**ISTRUZIONI DI LAVORO**
[A] Rispondi a queste domande sul brano relativo a Vincenzo Serrentino:
(i) In quale data il presidente Napolitano conferisce la medaglia d'oro al merito civile ai familiari di Serrentino?
(ii) In quale città fu catturato Serrentino nel maggio 1945?
(iii) Quale comune gli ha dedicato una strada nel 1987?
[B] Riscrivi parola per parola i record, a partire dalla riga che contiene "Reviewer note: confirm one keypoint per instance of the gray" e fino alla fine dei record.

+++ BRANO CITATO

Il 10 febbraio del 2007, in occasione della ricorrenza del Giorno del Ricordo, nel corso della consegna di onorificenze ai parenti degli infoibati al Quirinale, il presidente Napolitano conferisce la medaglia d’oro al merito civile ai familiari di Vincenzo Serrentino. Questi fu tenente colonnello dell’esercito italiano, dirigente dei Fasci di combattimento di Zara sin dagli albori degli anni Venti, dal 1940 primo Seniore della Milizia Volontaria per la Sicurezza Nazionale, membro del Tribunale Straordinario della Dalmazia (istituito nel 1941 per debellare la Resistenza jugoslava durante l’occupazione militare italiana), prefetto di Zara e capo della provincia durante l’occupazione militare tedesca dal novembre 1943 all’ottobre 1944, quando la città fu liberata. Nel 1946 il suo nome compare nella lista stilata dall’apposita Commissione ministeriale d’inchiesta di civili e militari italiani passibili di accusa presso la giustizia penale militare, coloro nella cui condotta erano “venuti meno ai principi del diritto internazionale di guerra e ai doveri dell’umanità”: con lui, tutti i membri del Tribunale Speciale (tra cui il più celebre Pietro Caruso), che aveva celebrato processi “senza il rispetto delle più elementari norme procedurali”, condannando a morte “anche persone minorenni”. Il suo nome figura nell’elenco CROWCASS (Central Registry of War Criminals and Security Suspects, 1947), compilato dagli Alleati anglo-americani, delle persone ricercate dalla Jugoslavia per crimini di guerra. Catturato a Trieste nel maggio 1945, venne processato dalle autorità jugoslave, riconosciuto come criminale di guerra e fucilato nel maggio del 1947. Nel 1987, il comune di Rosolini (Siracusa), suo paese natale, gli ha dedicato una strada.

++++++
+++ VOCI RIPORTATE

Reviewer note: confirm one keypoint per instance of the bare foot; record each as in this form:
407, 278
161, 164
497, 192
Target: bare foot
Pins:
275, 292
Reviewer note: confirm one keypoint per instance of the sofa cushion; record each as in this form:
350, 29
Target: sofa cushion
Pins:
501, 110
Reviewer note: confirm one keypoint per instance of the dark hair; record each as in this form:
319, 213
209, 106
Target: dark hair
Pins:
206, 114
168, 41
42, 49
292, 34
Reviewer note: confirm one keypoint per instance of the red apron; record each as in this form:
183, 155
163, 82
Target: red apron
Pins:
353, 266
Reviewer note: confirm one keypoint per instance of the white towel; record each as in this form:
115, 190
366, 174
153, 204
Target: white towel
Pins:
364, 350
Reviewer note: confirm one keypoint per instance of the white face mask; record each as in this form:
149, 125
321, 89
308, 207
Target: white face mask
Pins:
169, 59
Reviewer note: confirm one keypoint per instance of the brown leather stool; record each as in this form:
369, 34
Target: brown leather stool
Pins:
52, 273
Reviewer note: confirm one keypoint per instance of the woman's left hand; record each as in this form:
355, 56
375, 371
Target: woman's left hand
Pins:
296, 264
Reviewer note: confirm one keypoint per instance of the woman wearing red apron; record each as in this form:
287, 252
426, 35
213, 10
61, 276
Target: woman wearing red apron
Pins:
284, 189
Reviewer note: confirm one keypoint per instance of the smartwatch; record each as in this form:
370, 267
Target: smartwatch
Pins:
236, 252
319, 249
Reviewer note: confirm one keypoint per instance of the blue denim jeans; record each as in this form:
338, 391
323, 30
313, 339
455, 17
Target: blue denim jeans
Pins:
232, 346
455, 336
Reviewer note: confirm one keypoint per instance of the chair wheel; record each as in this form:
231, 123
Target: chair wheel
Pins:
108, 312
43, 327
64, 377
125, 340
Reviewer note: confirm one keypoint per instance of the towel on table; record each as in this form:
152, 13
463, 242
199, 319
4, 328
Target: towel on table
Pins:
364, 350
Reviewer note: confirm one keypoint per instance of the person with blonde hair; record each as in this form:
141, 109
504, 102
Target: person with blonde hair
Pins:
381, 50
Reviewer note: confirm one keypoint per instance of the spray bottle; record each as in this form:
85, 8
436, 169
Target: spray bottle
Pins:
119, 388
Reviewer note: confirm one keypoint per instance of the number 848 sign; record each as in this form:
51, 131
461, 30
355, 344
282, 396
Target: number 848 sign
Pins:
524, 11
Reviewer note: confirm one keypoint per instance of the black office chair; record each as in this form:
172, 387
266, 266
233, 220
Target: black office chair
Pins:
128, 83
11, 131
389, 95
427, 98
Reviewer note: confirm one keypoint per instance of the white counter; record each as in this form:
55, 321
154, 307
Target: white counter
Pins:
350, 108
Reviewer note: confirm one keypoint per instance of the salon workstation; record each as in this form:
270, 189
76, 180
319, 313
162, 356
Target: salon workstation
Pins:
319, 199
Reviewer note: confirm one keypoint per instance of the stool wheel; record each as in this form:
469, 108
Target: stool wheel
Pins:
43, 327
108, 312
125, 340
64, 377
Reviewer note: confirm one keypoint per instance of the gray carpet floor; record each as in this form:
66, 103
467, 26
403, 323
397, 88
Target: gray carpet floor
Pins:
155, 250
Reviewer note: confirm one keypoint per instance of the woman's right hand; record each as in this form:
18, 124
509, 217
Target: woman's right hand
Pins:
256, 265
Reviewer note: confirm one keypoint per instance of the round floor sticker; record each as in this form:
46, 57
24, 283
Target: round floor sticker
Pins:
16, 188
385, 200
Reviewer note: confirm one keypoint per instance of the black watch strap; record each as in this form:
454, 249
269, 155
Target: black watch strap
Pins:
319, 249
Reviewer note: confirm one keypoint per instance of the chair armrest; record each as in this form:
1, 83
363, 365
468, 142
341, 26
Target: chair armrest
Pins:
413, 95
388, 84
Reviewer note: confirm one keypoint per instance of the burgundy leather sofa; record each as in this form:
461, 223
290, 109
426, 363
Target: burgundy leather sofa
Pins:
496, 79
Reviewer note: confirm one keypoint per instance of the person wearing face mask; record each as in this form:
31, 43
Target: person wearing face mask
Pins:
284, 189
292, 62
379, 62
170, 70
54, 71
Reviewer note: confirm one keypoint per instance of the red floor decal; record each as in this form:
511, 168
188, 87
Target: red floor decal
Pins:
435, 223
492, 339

++++++

**SOLUZIONI**
[A]
(i) Il 10 febbraio 2007.
(ii) A Trieste.
(iii) Rosolini (Siracusa), suo paese natale.

[B]
Reviewer note: confirm one keypoint per instance of the gray carpet floor; record each as in this form:
66, 103
467, 26
403, 323
397, 88
Target: gray carpet floor
Pins:
155, 250
Reviewer note: confirm one keypoint per instance of the woman's right hand; record each as in this form:
18, 124
509, 217
Target: woman's right hand
Pins:
256, 265
Reviewer note: confirm one keypoint per instance of the round floor sticker; record each as in this form:
46, 57
24, 283
Target: round floor sticker
Pins:
16, 188
385, 200
Reviewer note: confirm one keypoint per instance of the black watch strap; record each as in this form:
454, 249
269, 155
Target: black watch strap
Pins:
319, 249
Reviewer note: confirm one keypoint per instance of the chair armrest; record each as in this form:
1, 83
363, 365
468, 142
341, 26
Target: chair armrest
Pins:
413, 95
388, 84
Reviewer note: confirm one keypoint per instance of the burgundy leather sofa; record each as in this form:
461, 223
290, 109
426, 363
Target: burgundy leather sofa
Pins:
496, 79
Reviewer note: confirm one keypoint per instance of the person wearing face mask; record each as in this form:
31, 43
Target: person wearing face mask
Pins:
284, 189
292, 62
379, 62
170, 70
54, 71
Reviewer note: confirm one keypoint per instance of the red floor decal; record each as in this form:
511, 168
188, 87
Target: red floor decal
Pins:
435, 223
492, 339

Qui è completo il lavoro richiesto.